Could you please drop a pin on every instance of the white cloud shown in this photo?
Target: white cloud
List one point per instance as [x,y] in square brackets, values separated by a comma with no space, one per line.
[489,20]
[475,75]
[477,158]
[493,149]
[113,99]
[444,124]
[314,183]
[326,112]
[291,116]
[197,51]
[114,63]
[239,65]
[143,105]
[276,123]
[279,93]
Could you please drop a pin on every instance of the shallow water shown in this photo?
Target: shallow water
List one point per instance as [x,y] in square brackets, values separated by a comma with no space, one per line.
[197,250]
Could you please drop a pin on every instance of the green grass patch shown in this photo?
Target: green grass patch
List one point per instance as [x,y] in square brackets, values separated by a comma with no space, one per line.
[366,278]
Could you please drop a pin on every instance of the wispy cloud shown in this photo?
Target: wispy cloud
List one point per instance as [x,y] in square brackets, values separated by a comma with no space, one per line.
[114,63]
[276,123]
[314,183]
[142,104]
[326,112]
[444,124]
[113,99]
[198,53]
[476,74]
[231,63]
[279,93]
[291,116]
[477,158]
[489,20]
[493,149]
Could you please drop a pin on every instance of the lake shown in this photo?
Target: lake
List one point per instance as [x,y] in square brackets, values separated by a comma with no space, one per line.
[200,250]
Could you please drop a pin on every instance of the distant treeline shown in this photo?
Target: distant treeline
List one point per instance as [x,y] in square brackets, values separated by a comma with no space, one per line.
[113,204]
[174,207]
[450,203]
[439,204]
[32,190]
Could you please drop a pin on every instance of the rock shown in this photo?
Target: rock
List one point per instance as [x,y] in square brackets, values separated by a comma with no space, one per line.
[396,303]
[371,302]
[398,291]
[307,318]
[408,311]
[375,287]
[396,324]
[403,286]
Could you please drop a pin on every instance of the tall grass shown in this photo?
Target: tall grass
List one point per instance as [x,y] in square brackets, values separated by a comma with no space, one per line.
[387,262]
◇ ◇ ◇
__PROBLEM STATEMENT__:
One number only, please: the count of lines in the data that hold the word "grass".

__FINISHED TASK__:
4